* **WHAT THE TASK ASKS**:
Look in the data below for the line that contains "the red stigma in the photo above.". Copy that line and the remaining lines exactly.

* **LISTED RECORDS**:

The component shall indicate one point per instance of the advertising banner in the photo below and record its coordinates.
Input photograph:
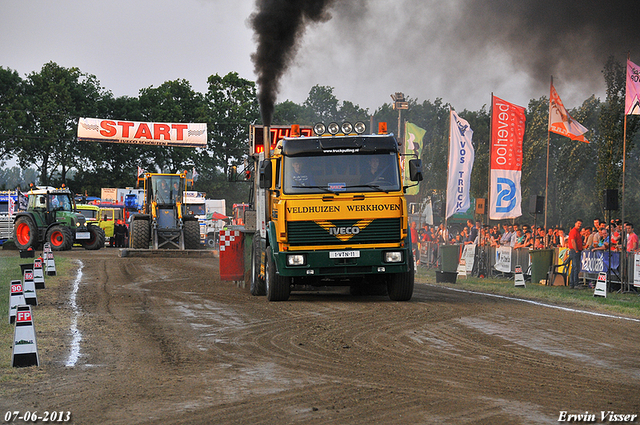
(507, 133)
(503, 259)
(598, 261)
(143, 133)
(461, 157)
(632, 93)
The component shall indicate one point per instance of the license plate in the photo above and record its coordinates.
(344, 254)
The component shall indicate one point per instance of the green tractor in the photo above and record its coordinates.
(50, 217)
(163, 222)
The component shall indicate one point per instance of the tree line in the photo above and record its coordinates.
(39, 115)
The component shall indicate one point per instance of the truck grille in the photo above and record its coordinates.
(310, 233)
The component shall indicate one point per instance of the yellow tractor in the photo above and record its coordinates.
(162, 223)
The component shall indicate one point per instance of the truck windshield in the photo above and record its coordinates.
(166, 189)
(195, 209)
(341, 173)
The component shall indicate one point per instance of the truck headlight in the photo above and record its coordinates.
(295, 260)
(393, 257)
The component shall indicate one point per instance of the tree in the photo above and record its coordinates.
(172, 101)
(54, 99)
(231, 105)
(11, 113)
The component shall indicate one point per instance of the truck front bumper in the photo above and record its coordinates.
(343, 263)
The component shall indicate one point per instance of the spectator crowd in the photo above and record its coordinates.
(596, 237)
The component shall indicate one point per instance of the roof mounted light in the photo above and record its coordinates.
(347, 128)
(319, 129)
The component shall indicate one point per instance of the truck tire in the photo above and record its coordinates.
(25, 233)
(139, 233)
(97, 238)
(278, 288)
(257, 286)
(400, 285)
(60, 238)
(191, 231)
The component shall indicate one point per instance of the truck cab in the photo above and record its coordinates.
(335, 214)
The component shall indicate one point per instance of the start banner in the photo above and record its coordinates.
(143, 133)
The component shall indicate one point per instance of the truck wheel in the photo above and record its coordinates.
(60, 238)
(25, 233)
(139, 234)
(191, 234)
(96, 241)
(400, 285)
(257, 283)
(278, 288)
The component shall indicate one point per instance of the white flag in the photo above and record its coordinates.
(461, 157)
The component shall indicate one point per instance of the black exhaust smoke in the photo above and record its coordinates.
(279, 26)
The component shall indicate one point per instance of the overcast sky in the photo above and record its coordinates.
(457, 50)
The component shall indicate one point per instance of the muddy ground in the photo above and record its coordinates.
(164, 341)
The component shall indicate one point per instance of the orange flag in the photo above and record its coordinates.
(560, 121)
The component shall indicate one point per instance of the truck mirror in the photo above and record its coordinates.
(415, 170)
(265, 174)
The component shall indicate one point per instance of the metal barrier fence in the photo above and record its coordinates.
(592, 262)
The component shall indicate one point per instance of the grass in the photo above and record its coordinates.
(627, 304)
(50, 321)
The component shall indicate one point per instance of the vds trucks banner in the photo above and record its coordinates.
(461, 157)
(507, 133)
(143, 133)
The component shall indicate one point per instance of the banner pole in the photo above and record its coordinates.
(446, 194)
(546, 184)
(488, 206)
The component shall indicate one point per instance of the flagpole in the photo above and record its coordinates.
(446, 195)
(546, 184)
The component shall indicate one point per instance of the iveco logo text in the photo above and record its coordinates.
(344, 231)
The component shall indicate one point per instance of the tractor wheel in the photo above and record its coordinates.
(97, 238)
(191, 231)
(25, 233)
(60, 238)
(139, 234)
(278, 287)
(257, 283)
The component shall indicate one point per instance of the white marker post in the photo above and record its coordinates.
(38, 276)
(50, 264)
(25, 348)
(29, 288)
(519, 278)
(601, 286)
(16, 298)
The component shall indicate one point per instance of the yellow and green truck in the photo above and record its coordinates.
(331, 211)
(104, 217)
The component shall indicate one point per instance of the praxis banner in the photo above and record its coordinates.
(507, 133)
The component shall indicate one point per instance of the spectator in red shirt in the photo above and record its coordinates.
(575, 248)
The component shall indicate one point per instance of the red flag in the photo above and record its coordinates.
(560, 121)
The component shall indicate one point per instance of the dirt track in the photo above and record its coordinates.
(164, 341)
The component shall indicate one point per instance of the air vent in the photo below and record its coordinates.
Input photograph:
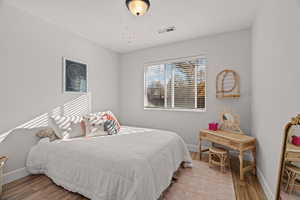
(167, 30)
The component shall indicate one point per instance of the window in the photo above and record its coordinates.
(176, 85)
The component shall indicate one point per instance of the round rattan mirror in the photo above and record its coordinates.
(288, 186)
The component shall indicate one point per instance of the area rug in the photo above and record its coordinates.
(201, 183)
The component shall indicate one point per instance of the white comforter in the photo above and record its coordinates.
(137, 164)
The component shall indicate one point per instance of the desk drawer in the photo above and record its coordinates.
(293, 156)
(220, 140)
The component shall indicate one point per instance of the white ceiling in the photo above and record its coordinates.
(109, 23)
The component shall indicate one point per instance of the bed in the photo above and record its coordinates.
(136, 164)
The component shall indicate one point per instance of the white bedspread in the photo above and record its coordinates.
(138, 164)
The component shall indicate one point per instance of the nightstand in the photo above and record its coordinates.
(3, 159)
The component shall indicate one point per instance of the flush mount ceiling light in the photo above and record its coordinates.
(138, 7)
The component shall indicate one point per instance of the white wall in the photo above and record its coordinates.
(229, 50)
(31, 53)
(275, 78)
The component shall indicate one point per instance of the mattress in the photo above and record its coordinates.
(137, 164)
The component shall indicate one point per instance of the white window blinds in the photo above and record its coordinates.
(176, 85)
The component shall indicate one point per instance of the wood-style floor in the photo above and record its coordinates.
(40, 187)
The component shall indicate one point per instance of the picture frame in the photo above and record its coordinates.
(75, 76)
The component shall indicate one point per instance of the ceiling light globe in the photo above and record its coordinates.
(138, 7)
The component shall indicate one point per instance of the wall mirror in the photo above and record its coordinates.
(288, 186)
(230, 122)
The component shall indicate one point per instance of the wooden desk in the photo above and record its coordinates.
(292, 153)
(238, 142)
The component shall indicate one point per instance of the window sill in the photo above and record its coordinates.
(175, 110)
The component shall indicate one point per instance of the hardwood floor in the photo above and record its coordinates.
(40, 187)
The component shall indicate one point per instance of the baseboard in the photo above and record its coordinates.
(192, 147)
(264, 185)
(15, 175)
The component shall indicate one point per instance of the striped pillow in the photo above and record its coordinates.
(67, 126)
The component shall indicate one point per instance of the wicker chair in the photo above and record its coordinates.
(219, 157)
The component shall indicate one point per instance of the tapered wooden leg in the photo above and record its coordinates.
(254, 160)
(241, 166)
(200, 149)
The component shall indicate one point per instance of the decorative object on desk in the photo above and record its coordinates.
(3, 159)
(230, 122)
(75, 76)
(296, 140)
(228, 84)
(213, 126)
(288, 185)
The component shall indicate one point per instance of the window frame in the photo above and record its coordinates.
(171, 61)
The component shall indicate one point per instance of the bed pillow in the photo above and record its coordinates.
(94, 126)
(68, 127)
(47, 133)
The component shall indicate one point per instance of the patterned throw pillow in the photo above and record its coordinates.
(47, 132)
(110, 123)
(111, 127)
(94, 126)
(111, 117)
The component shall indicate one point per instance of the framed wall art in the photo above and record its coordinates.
(75, 76)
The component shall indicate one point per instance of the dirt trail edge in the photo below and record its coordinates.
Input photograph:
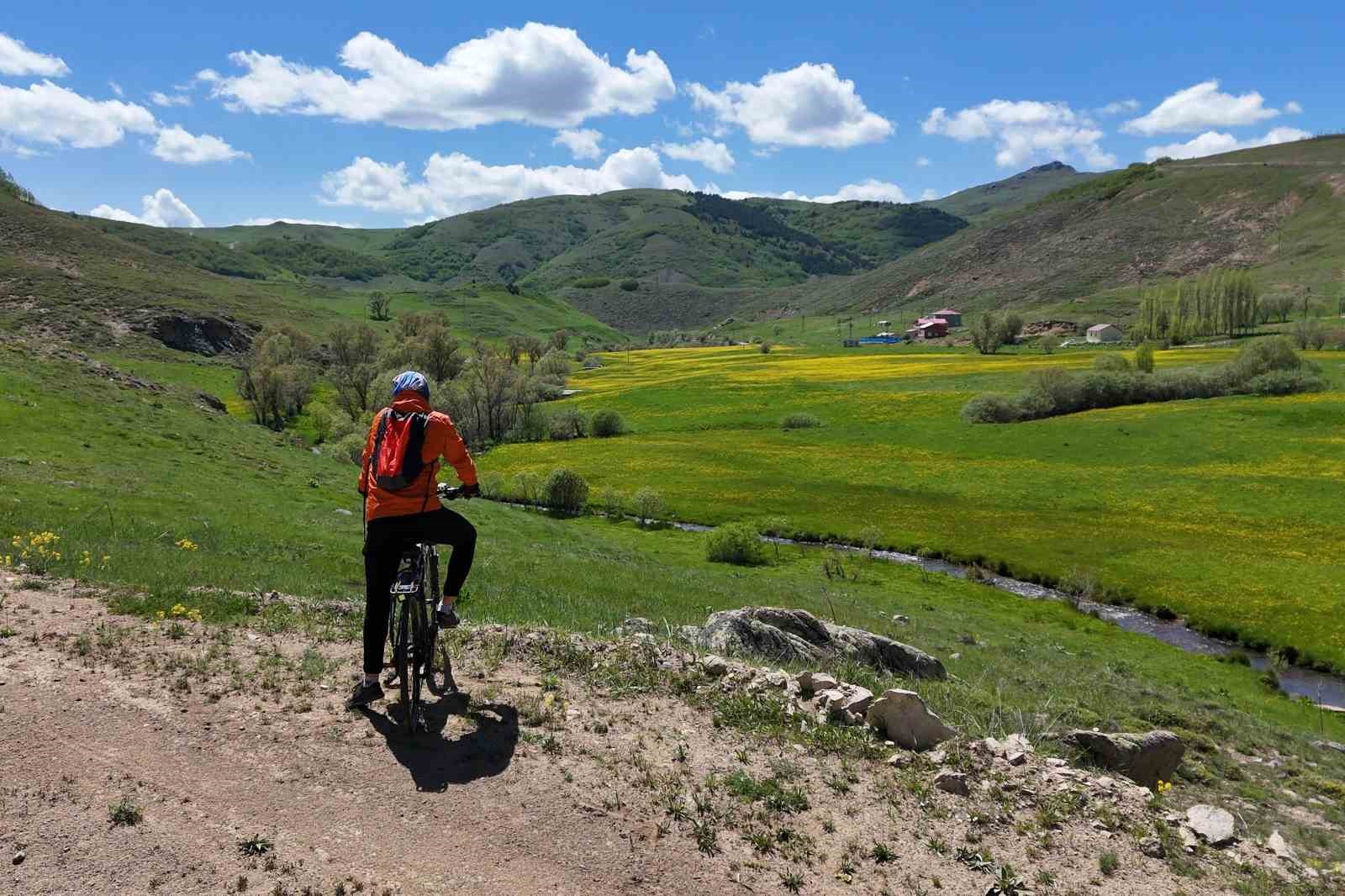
(529, 782)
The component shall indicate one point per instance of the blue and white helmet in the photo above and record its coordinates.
(412, 381)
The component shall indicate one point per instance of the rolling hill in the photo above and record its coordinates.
(1082, 252)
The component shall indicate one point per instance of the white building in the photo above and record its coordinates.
(1105, 333)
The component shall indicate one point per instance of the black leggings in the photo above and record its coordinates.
(385, 540)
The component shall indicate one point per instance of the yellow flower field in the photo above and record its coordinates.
(1227, 510)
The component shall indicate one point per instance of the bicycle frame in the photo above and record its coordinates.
(412, 626)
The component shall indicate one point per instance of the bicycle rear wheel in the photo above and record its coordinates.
(403, 653)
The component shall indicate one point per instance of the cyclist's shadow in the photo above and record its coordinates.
(436, 762)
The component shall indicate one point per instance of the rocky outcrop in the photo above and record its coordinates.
(797, 635)
(1147, 759)
(905, 719)
(1212, 824)
(203, 335)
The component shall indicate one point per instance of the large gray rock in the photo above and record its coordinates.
(797, 635)
(1147, 759)
(905, 719)
(1212, 824)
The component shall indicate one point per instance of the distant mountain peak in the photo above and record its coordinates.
(1051, 166)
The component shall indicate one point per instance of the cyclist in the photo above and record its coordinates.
(397, 479)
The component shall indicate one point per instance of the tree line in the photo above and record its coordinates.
(491, 392)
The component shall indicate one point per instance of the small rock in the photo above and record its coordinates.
(1212, 824)
(1277, 844)
(1147, 759)
(638, 625)
(715, 667)
(814, 683)
(952, 782)
(903, 716)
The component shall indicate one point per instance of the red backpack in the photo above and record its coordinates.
(396, 461)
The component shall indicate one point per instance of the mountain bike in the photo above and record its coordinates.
(419, 658)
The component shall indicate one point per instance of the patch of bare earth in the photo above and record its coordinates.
(562, 766)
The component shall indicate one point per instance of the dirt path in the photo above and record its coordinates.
(525, 784)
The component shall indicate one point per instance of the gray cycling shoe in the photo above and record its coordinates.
(367, 692)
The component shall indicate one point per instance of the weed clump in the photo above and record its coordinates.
(799, 421)
(565, 490)
(607, 424)
(124, 813)
(735, 544)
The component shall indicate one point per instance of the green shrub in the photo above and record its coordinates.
(735, 544)
(1145, 358)
(647, 503)
(607, 424)
(567, 423)
(350, 447)
(990, 409)
(565, 490)
(799, 421)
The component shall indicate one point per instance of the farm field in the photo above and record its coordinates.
(178, 505)
(1226, 512)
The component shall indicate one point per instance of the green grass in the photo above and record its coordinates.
(1224, 510)
(148, 470)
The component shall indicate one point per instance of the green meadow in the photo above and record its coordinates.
(1226, 512)
(125, 475)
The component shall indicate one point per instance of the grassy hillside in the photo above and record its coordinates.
(103, 284)
(1012, 192)
(649, 235)
(1079, 253)
(1156, 502)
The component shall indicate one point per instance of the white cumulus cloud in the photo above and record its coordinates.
(1215, 141)
(537, 74)
(713, 155)
(1200, 107)
(178, 145)
(583, 143)
(804, 107)
(161, 98)
(1024, 129)
(53, 114)
(1118, 108)
(455, 183)
(871, 190)
(161, 208)
(18, 60)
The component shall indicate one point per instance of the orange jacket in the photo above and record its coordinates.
(441, 439)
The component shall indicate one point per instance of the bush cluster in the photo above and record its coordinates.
(565, 490)
(1266, 367)
(607, 424)
(735, 544)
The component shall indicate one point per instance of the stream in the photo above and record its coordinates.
(1321, 688)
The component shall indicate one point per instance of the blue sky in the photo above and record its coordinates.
(378, 114)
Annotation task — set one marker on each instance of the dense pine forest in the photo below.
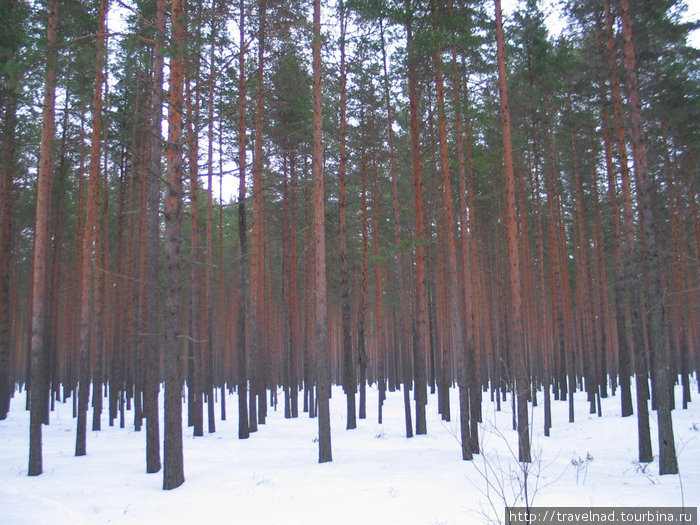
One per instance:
(270, 198)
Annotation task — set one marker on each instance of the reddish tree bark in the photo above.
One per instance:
(518, 340)
(41, 246)
(173, 468)
(323, 382)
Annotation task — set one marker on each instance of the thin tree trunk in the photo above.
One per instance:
(7, 166)
(323, 383)
(88, 290)
(419, 349)
(518, 340)
(349, 379)
(151, 338)
(404, 338)
(650, 258)
(242, 361)
(41, 247)
(173, 471)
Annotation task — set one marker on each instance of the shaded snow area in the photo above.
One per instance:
(377, 474)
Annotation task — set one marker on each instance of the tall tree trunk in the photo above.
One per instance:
(632, 273)
(151, 339)
(518, 340)
(7, 168)
(41, 247)
(257, 247)
(207, 312)
(173, 471)
(454, 282)
(323, 382)
(419, 348)
(242, 361)
(349, 379)
(403, 335)
(663, 387)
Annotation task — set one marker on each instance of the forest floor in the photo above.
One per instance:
(377, 475)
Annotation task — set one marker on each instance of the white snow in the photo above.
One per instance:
(377, 474)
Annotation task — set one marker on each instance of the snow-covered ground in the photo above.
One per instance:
(377, 474)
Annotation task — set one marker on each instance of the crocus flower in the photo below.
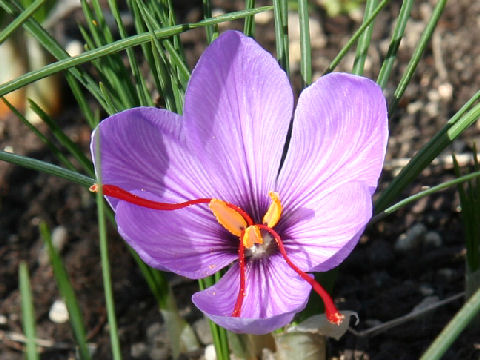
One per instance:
(195, 193)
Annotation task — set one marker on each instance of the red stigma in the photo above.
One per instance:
(333, 315)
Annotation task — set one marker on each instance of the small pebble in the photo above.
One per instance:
(412, 238)
(445, 91)
(59, 239)
(426, 290)
(138, 350)
(210, 352)
(58, 312)
(433, 238)
(446, 273)
(425, 303)
(203, 331)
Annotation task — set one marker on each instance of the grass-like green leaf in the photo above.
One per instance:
(116, 46)
(281, 33)
(470, 208)
(47, 168)
(424, 193)
(355, 37)
(64, 139)
(398, 32)
(28, 314)
(249, 26)
(452, 129)
(364, 41)
(66, 290)
(305, 45)
(20, 19)
(417, 54)
(453, 329)
(13, 8)
(51, 146)
(211, 30)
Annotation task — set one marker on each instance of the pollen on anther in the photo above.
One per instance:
(228, 217)
(252, 236)
(272, 216)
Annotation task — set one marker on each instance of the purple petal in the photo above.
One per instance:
(144, 148)
(237, 110)
(274, 293)
(339, 135)
(189, 241)
(318, 236)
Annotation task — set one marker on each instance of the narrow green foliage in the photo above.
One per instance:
(107, 282)
(119, 45)
(355, 37)
(415, 59)
(51, 146)
(64, 139)
(470, 205)
(20, 19)
(281, 33)
(114, 74)
(168, 83)
(43, 10)
(211, 31)
(53, 47)
(453, 329)
(161, 65)
(140, 85)
(48, 168)
(305, 46)
(66, 290)
(28, 314)
(364, 41)
(219, 334)
(424, 193)
(398, 32)
(249, 26)
(452, 129)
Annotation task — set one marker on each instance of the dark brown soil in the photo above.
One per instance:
(378, 281)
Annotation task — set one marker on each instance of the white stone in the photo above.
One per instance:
(445, 90)
(210, 353)
(74, 48)
(58, 312)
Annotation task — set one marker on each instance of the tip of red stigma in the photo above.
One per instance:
(336, 318)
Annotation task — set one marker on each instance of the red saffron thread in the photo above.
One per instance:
(241, 291)
(119, 193)
(333, 315)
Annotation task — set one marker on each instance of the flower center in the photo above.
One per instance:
(240, 224)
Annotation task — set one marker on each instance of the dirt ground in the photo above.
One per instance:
(386, 276)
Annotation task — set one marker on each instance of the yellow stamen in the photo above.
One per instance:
(272, 216)
(229, 218)
(252, 236)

* **THE SOLUTION**:
Annotation task — set one marker on each instance of the red stigma in the photo above.
One per instance:
(333, 315)
Annotation task — set one marker on each instance of the small pebble in the photo above.
One per instance:
(412, 238)
(445, 91)
(59, 239)
(426, 290)
(138, 350)
(210, 352)
(58, 312)
(433, 238)
(446, 273)
(425, 303)
(203, 331)
Annotation task — set one marker on each instance of the grass-like green leaf in the photo above.
One per instance:
(116, 46)
(281, 33)
(470, 208)
(47, 168)
(424, 193)
(355, 37)
(64, 139)
(398, 32)
(28, 314)
(249, 26)
(452, 129)
(364, 41)
(66, 290)
(305, 45)
(20, 19)
(417, 54)
(453, 329)
(13, 8)
(51, 146)
(211, 30)
Annotation task — set one marker on each instance of the pollen on anther in the photo above.
One per instance:
(228, 217)
(252, 236)
(272, 216)
Annotation task — set one marker on each instance of the purple petal in the photo above.
One per instance:
(144, 148)
(237, 110)
(274, 293)
(339, 135)
(189, 241)
(318, 236)
Annotation task — set one marker on each instance of the narrow green foliage in the photo above.
One per instance:
(107, 282)
(119, 45)
(355, 37)
(415, 59)
(51, 146)
(64, 139)
(470, 205)
(20, 19)
(281, 33)
(114, 74)
(168, 83)
(43, 10)
(211, 31)
(53, 47)
(453, 329)
(161, 65)
(140, 85)
(48, 168)
(305, 46)
(66, 290)
(28, 314)
(364, 41)
(219, 334)
(424, 193)
(398, 32)
(249, 26)
(452, 129)
Annotation task — set one marker on each instance of the dark brown soil in the photo above.
One per instance:
(378, 281)
Annotation task — set one marker on each instance of the white stone in the photo above.
One per instance:
(445, 90)
(210, 353)
(74, 48)
(58, 312)
Annotation task — set one marker on each instance of the tip of red stigma in the photo above.
One per instance:
(336, 318)
Annotation task — set one marker on each instance of the red saffron thread in the photo above.
One per instance:
(241, 291)
(119, 193)
(333, 315)
Annotation task — set one marker on each instance of the flower center in the photo above.
One per instance:
(240, 224)
Annotation task — set one marker on each instance of the dirt ground in the photo above.
One per instance:
(386, 276)
Annotation task — set one marker on each instance of the yellow stamen in the photo above.
One per instance:
(272, 216)
(229, 218)
(252, 236)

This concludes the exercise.